▶ Input rows:
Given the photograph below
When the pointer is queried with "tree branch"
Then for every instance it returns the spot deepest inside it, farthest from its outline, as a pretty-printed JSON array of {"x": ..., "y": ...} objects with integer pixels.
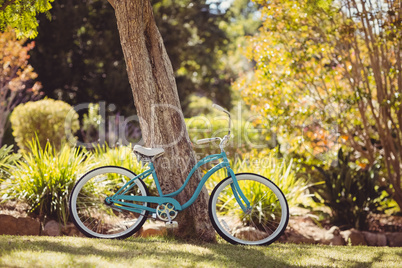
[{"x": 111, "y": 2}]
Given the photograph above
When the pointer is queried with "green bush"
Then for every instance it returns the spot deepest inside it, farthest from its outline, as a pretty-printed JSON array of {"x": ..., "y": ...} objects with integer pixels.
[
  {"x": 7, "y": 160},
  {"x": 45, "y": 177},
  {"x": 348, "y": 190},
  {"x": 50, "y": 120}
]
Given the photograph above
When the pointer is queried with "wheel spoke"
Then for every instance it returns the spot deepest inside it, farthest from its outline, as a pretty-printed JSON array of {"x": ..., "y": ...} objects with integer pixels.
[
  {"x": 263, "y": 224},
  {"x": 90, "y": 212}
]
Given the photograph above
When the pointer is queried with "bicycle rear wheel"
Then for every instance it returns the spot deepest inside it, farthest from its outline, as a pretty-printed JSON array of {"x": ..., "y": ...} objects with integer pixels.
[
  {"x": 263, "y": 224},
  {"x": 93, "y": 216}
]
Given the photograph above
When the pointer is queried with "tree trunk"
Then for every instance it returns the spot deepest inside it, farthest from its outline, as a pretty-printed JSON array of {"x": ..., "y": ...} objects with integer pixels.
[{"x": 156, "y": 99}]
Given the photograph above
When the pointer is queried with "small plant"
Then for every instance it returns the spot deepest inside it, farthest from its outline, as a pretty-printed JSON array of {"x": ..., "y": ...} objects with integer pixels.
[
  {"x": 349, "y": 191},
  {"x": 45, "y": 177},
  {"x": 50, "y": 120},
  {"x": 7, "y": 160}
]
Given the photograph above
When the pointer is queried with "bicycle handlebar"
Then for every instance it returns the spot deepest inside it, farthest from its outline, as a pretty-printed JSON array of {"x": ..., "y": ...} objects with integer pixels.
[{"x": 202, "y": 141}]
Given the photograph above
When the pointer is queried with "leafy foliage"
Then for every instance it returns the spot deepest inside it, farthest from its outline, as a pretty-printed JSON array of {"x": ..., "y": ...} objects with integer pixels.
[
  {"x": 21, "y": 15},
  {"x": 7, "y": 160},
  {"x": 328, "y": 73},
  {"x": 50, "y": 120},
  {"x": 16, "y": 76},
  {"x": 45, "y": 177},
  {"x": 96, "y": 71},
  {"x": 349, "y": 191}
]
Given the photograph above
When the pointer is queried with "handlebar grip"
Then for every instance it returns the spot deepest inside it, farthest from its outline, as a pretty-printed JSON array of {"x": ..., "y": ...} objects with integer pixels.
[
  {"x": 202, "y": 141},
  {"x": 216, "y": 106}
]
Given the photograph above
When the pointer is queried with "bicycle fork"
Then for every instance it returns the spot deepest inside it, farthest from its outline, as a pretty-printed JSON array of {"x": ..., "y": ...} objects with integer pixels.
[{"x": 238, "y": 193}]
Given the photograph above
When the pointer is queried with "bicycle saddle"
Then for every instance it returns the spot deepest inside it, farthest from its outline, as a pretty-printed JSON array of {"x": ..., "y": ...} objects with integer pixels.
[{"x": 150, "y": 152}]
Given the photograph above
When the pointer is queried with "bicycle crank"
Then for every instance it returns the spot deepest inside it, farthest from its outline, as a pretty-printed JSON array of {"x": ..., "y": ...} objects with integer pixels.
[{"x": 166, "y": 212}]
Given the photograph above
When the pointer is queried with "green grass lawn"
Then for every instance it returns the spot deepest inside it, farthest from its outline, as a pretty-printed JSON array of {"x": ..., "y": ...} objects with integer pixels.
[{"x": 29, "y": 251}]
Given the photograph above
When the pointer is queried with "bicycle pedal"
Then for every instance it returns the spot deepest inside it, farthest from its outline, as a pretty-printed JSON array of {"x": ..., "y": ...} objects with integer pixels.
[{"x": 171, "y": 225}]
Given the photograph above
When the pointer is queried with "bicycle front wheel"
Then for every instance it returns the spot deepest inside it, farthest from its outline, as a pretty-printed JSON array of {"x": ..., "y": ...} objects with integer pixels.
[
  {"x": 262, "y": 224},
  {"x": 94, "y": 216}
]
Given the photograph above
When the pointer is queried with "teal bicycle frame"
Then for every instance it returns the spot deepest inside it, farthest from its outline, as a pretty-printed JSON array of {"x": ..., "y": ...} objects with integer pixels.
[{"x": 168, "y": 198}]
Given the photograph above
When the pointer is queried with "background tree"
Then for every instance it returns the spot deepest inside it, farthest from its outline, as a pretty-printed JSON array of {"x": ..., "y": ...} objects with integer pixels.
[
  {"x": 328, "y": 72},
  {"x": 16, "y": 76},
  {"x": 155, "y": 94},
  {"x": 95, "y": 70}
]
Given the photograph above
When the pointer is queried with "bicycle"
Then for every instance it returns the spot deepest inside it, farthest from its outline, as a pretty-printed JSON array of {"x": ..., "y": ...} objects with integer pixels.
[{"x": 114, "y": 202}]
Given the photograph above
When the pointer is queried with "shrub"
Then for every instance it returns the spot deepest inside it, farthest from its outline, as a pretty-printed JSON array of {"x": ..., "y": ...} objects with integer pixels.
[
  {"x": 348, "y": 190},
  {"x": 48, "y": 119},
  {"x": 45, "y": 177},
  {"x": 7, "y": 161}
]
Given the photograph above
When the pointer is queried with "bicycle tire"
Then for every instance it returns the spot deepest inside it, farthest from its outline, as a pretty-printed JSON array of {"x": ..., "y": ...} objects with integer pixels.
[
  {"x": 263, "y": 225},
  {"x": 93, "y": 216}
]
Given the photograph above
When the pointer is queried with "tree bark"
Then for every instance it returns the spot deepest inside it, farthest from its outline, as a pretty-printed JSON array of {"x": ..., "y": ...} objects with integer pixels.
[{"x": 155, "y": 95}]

▶ Instructions to follow: Please gather every line in the items above that contains the word "tree", and copy each such line unchanged.

▶ Written solution:
When the pointer is queried with "tree branch"
When the pointer is queried with "tree trunk"
When the pointer is queried with "background tree"
When the pointer is queried with "tree bark"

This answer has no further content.